■ **AUFGABE 1**:
Beantworte die folgenden Fragen zum Zeitungsartikel über den Ochsen Goofy und kennzeichne die Antworten ebenfalls mit (a), (b), (c):
(a) An welcher Fakultät entsteht die Forschungsarbeit?
(b) Welche Fächer möchte Beatrice Knaps nach der Uni unterrichten?
(c) In welcher Klasse sind die Schüler inzwischen?

Studentinnen sehen in Debatte um Ochse ein Lehrstück für die Demokratie
VOLKSDORF Goofy wurde 2020 bundesweit bekannt – jetzt ist er Thema einer Forschungsarbeit an der Fakultät für Erziehungswissenschaften der Universität Hamburg. Der Ochse aus dem Museumsdorf bleibt im Gespräch.
Von Marius Leweke
An der Schule Demokratie lernen und leben – das ist das Thema der Seminararbeit, an der Alexandra Josef und Beatrice Knaps, Hamburger Studentinnen mit Ziel Lehramt, gerade intensiv arbeiten. Was das mit Goofy zu tun hat? „Ganz schön viel“, findet Alexandra Josef. Denn schließlich sei der Beschluss einer achten Klasse des Walddörfer Gymnasiums demokratisch gefallen, den jungen Stier von Österreich nach Volksdorf zu holen und ihn eineinhalb Jahre bis zur Schlachtung zu betreuen (siehe Kasten). „Auf Initiative der Schüler und von der Mehrheit getragen.“ Dass sich auch diejenigen, die gegen die „Rettung“ Goofys waren, in das Projekt integrierten, notieren die beiden Studentinnen als ein Beispiel dafür, wie Demokratie an der Schule funktionieren kann. „Interessant ist auch, dass das Projekt spontan und völlig ungeplant begann“, so Beatrice Knaps, die nach der Uni Kunst und Deutsch unterrichten möchte.
„Schutzraum Schule war in Gefahr“
Interessanterweise bleiben Themen wie Fleischverzicht und Tierschutz bei der Seminararbeit außen vor. Im Zentrum steht vielmehr die Entscheidung, ob es gerechtfertigt war, das Projekt in der geplanten Form – den Ochsen schlachten zu lassen – auf öffentlichen Druck hin zu beenden. „Diesen Vorgang analysieren wir aus demokratie-pädagogischer Sicht.“ Die Studentinnen haben mit den Schülern, mittlerweile in der 11. Klasse, gesprochen. „Die Schüler sind immer noch sauer, dass Schulleitung und Museumsdorf die Schlachtung abgesagt haben, ohne sie zu fragen“, so die beiden. Andererseits habe die Schule handeln müssen, weil Tierschützer, wie der Sprecher eines Lebenshofs aus Niederbayern, offen gedroht hatte, „Volksdorf mit Guerilla-Aktionen nicht zur Ruhe kommen zu lassen“. Zudem strömten Kamerateams vor das Walddörfer Gymnasium, beliebige Schüler wurden befragt. Damit sei damals, so Alexandra Josef, „der Schutzraum Schule in Gefahr gewesen“. Derart unter Druck gesetzt mussten Schule und Museumsdorf eine rasche Entscheidung fällen und hätten darum die Schüler erst im Nachhinein informieren können. „Aus Sicht des Schulleiters, der ja nicht nur die Verantwortung für die Goofy-Klasse trägt, gab es wohl keinen anderen Weg“, so die künftigen Lehrerinnen.

■ **DATENSATZAUSZUG**:
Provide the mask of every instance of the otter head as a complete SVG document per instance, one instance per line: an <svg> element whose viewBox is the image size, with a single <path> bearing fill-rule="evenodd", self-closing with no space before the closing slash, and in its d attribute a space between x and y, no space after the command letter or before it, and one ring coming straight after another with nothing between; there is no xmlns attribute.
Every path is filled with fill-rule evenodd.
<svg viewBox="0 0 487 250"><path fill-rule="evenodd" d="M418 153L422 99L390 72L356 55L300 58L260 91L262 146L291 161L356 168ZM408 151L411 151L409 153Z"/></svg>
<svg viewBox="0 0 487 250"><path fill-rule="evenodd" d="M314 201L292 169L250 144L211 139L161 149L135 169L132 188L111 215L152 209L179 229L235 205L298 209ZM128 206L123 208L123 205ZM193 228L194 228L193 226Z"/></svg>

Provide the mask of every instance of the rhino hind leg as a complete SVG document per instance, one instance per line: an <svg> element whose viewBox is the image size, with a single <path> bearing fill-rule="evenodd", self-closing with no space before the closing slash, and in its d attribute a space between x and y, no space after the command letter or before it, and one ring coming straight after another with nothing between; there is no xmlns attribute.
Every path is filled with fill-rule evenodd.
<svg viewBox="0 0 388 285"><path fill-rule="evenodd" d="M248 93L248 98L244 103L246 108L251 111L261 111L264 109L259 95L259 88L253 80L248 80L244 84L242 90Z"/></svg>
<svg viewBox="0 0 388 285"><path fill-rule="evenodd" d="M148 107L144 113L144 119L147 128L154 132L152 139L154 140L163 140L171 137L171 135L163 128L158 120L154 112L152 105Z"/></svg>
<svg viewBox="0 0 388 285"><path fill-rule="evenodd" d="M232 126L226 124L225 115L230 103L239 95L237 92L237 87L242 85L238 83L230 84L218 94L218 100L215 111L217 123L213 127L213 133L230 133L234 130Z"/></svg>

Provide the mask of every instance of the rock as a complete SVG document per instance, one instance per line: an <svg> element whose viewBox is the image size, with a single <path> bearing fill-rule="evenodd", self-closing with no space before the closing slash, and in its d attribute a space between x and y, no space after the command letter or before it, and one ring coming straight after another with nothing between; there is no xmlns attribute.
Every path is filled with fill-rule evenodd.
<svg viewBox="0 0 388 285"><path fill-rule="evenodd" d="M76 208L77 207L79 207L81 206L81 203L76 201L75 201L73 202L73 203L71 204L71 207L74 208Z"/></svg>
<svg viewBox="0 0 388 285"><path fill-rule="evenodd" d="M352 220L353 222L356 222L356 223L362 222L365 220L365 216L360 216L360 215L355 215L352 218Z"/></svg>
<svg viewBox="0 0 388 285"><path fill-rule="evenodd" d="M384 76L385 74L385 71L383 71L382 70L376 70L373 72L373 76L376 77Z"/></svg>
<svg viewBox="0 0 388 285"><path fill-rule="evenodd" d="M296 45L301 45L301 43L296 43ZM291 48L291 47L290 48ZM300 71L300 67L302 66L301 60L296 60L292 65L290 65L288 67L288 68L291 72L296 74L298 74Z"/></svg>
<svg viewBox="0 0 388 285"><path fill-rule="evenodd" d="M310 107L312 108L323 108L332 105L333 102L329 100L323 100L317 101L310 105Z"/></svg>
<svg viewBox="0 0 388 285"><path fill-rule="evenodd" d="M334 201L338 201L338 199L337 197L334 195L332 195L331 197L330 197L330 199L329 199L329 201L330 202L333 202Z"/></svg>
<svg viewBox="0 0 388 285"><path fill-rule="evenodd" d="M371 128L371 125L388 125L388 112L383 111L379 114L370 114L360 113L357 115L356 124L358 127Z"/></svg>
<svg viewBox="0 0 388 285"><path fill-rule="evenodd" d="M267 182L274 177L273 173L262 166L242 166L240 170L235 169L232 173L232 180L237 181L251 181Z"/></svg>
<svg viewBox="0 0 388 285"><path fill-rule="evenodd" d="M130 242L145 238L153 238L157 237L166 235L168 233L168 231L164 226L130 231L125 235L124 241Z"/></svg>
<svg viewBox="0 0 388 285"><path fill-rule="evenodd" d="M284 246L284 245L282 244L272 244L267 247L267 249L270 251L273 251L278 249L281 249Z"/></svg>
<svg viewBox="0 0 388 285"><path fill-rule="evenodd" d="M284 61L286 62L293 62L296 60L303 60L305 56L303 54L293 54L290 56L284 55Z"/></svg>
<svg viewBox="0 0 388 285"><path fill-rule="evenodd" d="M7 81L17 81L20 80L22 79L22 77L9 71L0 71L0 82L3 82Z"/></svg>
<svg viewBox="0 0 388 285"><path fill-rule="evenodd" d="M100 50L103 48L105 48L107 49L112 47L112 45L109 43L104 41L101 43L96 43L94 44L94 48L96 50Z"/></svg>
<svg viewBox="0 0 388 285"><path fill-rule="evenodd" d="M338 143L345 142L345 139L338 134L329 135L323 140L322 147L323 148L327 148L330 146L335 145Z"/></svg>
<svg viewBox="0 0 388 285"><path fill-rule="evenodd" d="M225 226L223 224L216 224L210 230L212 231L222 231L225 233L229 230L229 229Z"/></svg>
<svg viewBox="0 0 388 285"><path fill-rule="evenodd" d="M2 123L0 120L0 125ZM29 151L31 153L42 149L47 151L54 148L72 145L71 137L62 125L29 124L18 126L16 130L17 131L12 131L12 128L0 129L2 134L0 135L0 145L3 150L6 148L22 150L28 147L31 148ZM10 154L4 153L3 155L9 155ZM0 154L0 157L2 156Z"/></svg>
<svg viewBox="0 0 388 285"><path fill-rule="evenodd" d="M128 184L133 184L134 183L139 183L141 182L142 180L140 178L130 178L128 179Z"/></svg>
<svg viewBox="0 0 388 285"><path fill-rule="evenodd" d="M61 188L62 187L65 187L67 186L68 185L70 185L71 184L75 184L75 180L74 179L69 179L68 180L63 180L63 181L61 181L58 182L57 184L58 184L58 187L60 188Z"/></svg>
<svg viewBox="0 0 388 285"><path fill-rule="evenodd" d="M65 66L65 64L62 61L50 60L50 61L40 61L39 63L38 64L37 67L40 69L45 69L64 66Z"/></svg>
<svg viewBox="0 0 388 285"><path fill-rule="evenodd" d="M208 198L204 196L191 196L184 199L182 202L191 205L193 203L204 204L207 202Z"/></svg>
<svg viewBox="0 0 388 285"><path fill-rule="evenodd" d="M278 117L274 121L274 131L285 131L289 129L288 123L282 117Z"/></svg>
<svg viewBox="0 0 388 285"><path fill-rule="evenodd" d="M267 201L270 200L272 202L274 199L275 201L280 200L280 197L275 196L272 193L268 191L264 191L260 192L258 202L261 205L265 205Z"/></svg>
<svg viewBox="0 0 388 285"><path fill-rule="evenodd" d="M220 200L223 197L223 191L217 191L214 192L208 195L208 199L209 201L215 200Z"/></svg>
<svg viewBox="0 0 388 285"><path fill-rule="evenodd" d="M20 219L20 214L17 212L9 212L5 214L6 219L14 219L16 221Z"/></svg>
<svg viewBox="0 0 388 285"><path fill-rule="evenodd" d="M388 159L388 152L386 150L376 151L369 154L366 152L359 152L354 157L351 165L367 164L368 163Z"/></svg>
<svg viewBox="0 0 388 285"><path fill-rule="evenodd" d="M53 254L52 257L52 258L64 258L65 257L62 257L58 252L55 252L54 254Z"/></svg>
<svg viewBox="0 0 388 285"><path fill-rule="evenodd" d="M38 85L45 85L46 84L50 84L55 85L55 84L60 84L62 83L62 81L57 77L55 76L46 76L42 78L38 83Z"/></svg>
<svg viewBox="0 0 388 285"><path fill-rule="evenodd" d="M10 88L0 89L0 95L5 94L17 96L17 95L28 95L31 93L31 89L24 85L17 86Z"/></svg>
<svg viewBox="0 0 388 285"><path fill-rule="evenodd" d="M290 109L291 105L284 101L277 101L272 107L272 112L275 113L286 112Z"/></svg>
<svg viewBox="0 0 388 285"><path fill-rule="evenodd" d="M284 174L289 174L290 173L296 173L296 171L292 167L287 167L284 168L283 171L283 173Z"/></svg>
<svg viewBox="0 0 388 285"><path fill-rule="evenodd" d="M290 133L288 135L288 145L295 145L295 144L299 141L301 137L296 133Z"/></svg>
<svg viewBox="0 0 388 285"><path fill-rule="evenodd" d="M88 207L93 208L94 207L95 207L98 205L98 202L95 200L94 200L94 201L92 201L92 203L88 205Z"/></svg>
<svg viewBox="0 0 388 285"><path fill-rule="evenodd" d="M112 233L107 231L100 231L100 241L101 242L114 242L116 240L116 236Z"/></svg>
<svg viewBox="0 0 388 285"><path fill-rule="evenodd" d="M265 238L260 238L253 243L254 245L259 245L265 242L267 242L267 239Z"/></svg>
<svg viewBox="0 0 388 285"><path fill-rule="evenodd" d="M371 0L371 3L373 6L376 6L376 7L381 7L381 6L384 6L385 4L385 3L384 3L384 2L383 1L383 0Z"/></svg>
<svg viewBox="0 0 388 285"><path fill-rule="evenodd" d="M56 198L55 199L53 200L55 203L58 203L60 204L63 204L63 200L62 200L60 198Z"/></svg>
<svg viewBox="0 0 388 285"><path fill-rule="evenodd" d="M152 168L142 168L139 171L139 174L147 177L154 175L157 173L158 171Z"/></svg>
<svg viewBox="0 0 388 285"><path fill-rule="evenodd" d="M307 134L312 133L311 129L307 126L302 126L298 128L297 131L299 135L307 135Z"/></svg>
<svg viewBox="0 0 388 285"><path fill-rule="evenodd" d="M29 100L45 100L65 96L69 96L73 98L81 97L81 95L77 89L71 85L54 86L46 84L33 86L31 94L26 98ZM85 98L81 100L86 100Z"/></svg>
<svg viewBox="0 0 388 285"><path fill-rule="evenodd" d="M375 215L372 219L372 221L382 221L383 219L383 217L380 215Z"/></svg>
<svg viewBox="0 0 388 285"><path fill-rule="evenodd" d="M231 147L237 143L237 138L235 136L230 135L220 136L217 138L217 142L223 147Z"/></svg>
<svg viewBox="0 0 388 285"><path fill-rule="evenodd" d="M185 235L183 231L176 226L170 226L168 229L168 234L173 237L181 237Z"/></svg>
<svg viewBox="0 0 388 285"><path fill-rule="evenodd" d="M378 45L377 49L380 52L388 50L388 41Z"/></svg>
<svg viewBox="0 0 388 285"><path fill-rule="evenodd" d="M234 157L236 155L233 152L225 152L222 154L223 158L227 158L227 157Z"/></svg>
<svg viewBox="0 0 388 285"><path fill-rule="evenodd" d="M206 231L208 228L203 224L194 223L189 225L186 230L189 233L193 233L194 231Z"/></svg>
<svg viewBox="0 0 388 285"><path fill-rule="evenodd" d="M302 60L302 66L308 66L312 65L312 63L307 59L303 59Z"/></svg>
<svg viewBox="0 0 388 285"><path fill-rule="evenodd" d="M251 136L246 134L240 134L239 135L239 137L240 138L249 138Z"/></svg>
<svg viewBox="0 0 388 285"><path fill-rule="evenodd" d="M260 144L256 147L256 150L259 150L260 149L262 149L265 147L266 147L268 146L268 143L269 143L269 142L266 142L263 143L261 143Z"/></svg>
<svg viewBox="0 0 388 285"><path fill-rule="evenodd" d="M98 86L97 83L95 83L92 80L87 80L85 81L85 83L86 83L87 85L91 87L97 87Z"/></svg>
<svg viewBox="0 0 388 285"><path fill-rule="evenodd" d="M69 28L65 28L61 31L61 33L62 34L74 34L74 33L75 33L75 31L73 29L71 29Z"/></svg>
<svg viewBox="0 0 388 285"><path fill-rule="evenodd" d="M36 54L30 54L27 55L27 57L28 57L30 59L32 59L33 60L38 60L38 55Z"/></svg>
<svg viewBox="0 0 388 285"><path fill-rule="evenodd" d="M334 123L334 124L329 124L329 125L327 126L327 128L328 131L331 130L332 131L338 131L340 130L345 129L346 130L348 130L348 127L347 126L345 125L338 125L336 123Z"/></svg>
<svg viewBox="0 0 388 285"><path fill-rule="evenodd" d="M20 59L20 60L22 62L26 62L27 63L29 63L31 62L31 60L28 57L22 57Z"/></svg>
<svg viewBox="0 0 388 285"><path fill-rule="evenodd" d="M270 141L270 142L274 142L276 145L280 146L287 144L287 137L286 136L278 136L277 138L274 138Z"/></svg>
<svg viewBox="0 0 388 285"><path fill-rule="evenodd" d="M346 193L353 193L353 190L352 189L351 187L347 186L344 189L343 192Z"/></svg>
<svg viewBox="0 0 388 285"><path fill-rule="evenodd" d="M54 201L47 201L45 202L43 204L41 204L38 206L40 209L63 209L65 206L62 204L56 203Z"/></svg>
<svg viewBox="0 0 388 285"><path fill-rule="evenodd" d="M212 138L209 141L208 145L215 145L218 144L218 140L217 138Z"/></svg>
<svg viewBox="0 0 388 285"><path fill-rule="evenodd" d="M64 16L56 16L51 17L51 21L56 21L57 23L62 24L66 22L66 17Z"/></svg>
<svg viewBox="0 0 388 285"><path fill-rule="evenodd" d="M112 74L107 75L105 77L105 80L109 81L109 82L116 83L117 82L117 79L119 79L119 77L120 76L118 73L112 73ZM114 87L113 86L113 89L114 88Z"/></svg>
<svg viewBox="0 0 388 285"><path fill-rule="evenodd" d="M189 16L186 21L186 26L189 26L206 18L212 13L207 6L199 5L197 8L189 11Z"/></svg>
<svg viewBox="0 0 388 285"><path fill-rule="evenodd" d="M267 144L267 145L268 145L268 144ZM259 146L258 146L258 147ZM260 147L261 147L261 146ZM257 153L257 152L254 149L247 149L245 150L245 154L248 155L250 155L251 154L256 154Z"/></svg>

■ **AUFGABE 2**: Kannst du in den Datensätzen die Zeilen von der Zeile mit „Provide the mask of every instance of the rhino“ bis einschließlich der Zeile mit „93L248 98L244 103L246“ als JSON-Liste von Zeichenketten formatieren, mit einer Zeichenkette pro Zeile und ohne Leerzeilen?

■ **VOLLSTÄNDIGE AUSGABE 1**:
(a) An der Fakultät für Erziehungswissenschaften der Universität Hamburg.
(b) Kunst und Deutsch.
(c) In der 11. Klasse.

■ **VOLLSTÄNDIGE AUSGABE 2**:
[
  "Provide the mask of every instance of the rhino hind leg as a complete SVG document per instance, one instance per line: an <svg> element whose viewBox is the image size, with a single <path> bearing fill-rule=\"evenodd\", self-closing with no space before the closing slash, and in its d attribute a space between x and y, no space after the command letter or before it, and one ring coming straight after another with nothing between; there is no xmlns attribute.",
  "Every path is filled with fill-rule evenodd.",
  "<svg viewBox=\"0 0 388 285\"><path fill-rule=\"evenodd\" d=\"M248 93L248 98L244 103L246 108L251 111L261 111L264 109L259 95L259 88L253 80L248 80L244 84L242 90Z\"/></svg>"
]